List every line of the records below that contains the word "road", copying each line in full. Case counts.

• **Material for this exercise**
____________

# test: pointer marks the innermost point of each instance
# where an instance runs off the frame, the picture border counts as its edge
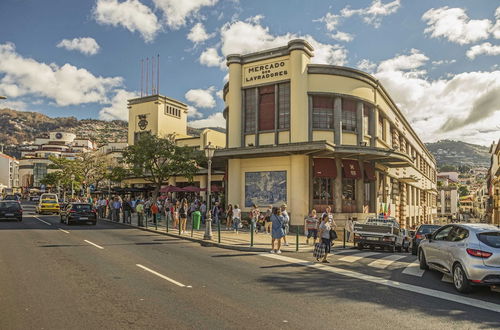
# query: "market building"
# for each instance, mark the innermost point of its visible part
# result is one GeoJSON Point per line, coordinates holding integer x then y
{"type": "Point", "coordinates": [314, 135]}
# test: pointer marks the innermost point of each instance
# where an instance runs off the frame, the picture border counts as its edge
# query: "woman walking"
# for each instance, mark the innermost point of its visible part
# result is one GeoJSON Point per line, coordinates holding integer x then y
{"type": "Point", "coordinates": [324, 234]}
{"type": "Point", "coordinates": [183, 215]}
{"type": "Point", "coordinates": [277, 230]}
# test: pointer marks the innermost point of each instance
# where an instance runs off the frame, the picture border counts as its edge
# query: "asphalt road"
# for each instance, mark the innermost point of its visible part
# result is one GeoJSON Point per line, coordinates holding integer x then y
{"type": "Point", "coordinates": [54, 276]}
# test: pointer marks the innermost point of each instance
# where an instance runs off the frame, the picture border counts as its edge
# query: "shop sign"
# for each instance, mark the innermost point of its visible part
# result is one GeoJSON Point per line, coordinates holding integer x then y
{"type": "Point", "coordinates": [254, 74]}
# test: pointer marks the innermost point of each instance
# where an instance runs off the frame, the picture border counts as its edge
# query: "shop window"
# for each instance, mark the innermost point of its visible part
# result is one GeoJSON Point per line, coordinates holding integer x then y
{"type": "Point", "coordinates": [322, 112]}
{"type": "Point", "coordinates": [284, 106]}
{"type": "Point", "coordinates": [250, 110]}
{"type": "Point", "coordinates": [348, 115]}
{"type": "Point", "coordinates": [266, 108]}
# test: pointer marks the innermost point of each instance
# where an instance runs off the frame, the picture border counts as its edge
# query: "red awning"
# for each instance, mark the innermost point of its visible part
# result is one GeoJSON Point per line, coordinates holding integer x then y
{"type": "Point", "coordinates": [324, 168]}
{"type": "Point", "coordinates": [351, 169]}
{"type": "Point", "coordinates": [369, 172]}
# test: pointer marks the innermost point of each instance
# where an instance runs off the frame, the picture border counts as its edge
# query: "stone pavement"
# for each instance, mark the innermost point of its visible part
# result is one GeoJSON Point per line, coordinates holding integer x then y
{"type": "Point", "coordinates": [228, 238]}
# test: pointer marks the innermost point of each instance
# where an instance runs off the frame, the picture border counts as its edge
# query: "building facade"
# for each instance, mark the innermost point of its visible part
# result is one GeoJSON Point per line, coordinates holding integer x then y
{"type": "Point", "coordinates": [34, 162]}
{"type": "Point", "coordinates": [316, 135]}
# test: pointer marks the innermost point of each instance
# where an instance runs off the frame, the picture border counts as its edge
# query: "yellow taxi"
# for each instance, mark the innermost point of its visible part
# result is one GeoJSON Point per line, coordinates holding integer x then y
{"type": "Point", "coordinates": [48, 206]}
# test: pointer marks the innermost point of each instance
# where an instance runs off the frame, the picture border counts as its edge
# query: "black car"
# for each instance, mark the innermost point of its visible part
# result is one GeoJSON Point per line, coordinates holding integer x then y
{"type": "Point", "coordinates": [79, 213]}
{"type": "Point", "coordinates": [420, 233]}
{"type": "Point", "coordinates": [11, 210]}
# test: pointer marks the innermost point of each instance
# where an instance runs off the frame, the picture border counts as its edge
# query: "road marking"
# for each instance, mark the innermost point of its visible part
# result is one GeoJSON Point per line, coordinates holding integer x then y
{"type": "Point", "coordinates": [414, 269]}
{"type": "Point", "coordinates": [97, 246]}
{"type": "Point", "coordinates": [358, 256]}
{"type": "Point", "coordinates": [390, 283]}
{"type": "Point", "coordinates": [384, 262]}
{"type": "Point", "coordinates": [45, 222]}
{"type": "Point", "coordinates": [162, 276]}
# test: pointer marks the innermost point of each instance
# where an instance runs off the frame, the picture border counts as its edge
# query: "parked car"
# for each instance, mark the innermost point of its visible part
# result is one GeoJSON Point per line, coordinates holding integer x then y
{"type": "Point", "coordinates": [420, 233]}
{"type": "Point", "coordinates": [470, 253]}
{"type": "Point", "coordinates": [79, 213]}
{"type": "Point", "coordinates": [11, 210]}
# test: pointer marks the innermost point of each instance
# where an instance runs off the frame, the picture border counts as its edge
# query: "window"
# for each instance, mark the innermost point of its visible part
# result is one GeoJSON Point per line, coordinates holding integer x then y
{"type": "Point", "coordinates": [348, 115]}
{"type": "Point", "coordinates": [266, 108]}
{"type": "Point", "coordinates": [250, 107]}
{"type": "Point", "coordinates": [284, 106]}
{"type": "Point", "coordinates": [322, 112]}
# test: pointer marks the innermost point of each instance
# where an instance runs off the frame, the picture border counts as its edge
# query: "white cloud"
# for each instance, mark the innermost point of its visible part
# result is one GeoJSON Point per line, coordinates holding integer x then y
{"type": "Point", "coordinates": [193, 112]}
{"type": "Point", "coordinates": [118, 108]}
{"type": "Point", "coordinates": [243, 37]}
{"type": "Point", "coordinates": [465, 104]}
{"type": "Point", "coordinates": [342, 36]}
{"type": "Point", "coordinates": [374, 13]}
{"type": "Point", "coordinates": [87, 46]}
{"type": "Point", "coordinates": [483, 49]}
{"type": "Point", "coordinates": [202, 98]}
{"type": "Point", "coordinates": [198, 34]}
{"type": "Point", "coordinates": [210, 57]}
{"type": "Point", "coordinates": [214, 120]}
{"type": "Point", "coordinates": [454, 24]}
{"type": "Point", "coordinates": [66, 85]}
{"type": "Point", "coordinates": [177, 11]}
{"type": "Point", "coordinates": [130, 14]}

____________

• **Completed exercise**
# query: "asphalt road"
# query: "road marking"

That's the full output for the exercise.